— Directive —
Strip the pictures and reproduce the rest of the listing exactly.

— Dataset extract —
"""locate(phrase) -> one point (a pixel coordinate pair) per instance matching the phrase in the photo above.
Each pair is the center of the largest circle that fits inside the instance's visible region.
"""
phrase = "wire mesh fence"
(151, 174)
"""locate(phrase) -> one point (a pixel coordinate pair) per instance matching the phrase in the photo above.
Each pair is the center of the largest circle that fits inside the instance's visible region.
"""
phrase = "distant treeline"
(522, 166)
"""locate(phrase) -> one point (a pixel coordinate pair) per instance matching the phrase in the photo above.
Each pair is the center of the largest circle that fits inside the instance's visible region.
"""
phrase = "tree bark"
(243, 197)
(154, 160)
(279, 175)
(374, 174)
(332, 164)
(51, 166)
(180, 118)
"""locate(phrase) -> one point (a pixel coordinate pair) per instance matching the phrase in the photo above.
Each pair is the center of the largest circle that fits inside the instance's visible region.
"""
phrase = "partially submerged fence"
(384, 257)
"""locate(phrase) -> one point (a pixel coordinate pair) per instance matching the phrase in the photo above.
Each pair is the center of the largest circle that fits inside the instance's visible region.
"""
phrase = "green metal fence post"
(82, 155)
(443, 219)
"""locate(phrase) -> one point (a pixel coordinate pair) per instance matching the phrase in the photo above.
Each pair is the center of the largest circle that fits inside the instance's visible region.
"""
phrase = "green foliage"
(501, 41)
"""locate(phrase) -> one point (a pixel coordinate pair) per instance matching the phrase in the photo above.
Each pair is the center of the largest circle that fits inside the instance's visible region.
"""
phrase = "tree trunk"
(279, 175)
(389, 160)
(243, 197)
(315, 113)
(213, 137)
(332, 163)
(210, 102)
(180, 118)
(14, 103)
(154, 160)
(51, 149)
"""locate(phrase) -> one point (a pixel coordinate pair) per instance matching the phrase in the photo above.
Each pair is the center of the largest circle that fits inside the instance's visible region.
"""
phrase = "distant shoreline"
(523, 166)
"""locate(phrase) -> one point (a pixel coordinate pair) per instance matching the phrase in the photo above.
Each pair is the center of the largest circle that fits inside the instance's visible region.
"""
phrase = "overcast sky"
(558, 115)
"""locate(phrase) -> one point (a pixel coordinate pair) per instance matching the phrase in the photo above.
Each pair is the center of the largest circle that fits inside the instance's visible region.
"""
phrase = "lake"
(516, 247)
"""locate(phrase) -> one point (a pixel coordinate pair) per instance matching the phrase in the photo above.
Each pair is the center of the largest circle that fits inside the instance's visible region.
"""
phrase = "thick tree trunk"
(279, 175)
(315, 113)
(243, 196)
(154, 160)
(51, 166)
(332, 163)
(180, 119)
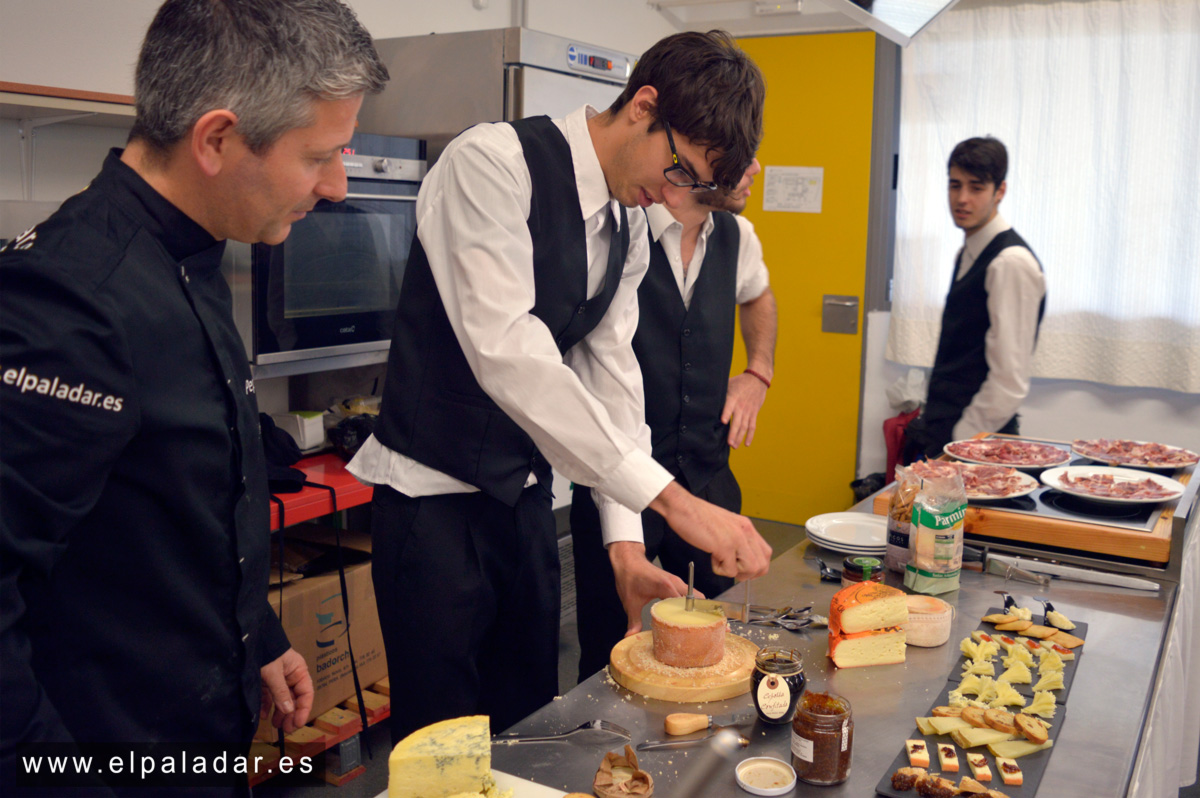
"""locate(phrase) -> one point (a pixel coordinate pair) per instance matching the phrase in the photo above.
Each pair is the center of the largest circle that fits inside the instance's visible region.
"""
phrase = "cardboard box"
(316, 624)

— Exercise result —
"""locate(phrase) -> one point (a pixel coordinate pair) per instance matching the phrase in the photo above.
Each pair is the center of the largest circle that fits inside the instance's visible region.
"""
phrase = "wire mesh fence"
(151, 174)
"""locate(phrase) -> one point (a pixel coordinate pair) per instance matching the phrase in the photo above.
Each pair is the center of the largest circle that fits inside the instance's visible region.
"""
phrase = "distant treeline"
(522, 166)
"""locate(phrase) -> one point (a pixel coordinate pair) per instance matching the phrase in the photo above.
Each pair is the center of the largest circle that fits inside the instance's visible region.
"""
phrase = "tree bark"
(243, 197)
(154, 160)
(279, 175)
(374, 174)
(332, 164)
(51, 166)
(180, 118)
"""locate(phrase) -> one point (a pixel coordinate pair) per instance matching the phrase in the photo above.
Each pair is the center of the largest circle that fits inside the instance's visible region.
"""
phrase = "partially submerged fence"
(384, 257)
"""locate(phrase) -> one point (a pixel coordinate pair) per instance matching the phrase in the photo above.
Each pair is the center of the largest circle that fits inside the instance's visible region.
"""
phrase = "green metal fence post"
(82, 155)
(443, 219)
"""locate(phrase) -> one point (a pixel coordinate pair) per instance matching the phrase in the photo above.
Each pair is the center of the largest circle that fits inside the instance's visible region.
"""
phrase = "green foliage"
(501, 41)
"""locate(phrase) -> one point (a pixel coordinate pair) per instance matching the phrase in the photo above.
Each pair is the center of the largest circle that fits inside the instance's visible region.
"""
phrase = "tree trunk"
(279, 175)
(389, 160)
(243, 197)
(315, 113)
(213, 137)
(332, 163)
(210, 102)
(180, 118)
(14, 103)
(154, 160)
(51, 149)
"""locate(phrase) -> one point (a pixel coordinate pair) per instance matching the phrase in the photo above.
Each pair is the center of the largest circle that fits inside the instance's visible region.
"""
phrase = "distant shoreline"
(523, 166)
"""locate(phrase) -> one point (a pixel coordinate pair) per instance matching the phrase in the photo above.
Each pair is the center of the largest circle that fits inside the instance's visible region.
"""
phrase = "overcast sky"
(558, 115)
"""locate(phrase) -> one point (a pixel coordinate pair) per instance matching the phrase in the photo above.
Each pair is the center of the largest circle that fits inside the instance's visible region.
"""
phrase = "lake"
(516, 247)
"""locate(phrase) -> one point (a pixel coordinate pair) per instance matching the phrase in the photo above.
Each pair is the center of the largest circle that fits inside the instance's visible region.
"""
phrase = "thick tree trunk"
(279, 175)
(315, 113)
(243, 196)
(154, 160)
(51, 166)
(332, 163)
(180, 119)
"""locate(phrase) -> one point (a pixel coordinate pair) per instance matching the phrase in the photo above.
Each pair is the center of the largest circle that fits inside the instance's visible region.
"""
phrase = "cardboard box"
(316, 624)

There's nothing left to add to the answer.